-- Exercise objective --
Reproduce the listing below word for word, leaving out the pictures.
-------- Data excerpts
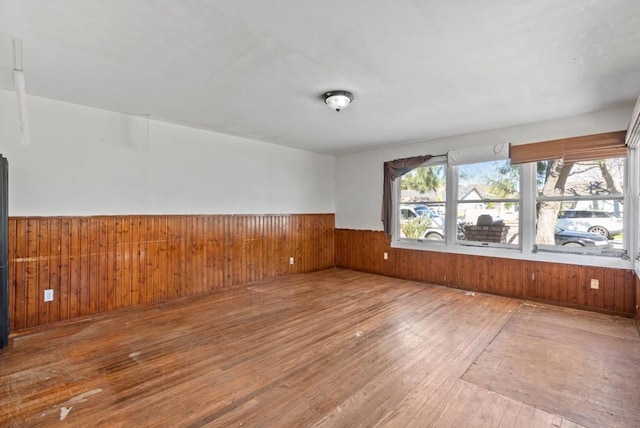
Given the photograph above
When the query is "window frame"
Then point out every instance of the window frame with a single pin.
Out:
(397, 206)
(527, 223)
(518, 246)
----------------
-- Full output --
Given the photograph above
When the query is "window frame"
Then point out every instance of the window frame with a single pin.
Out:
(397, 206)
(527, 223)
(518, 246)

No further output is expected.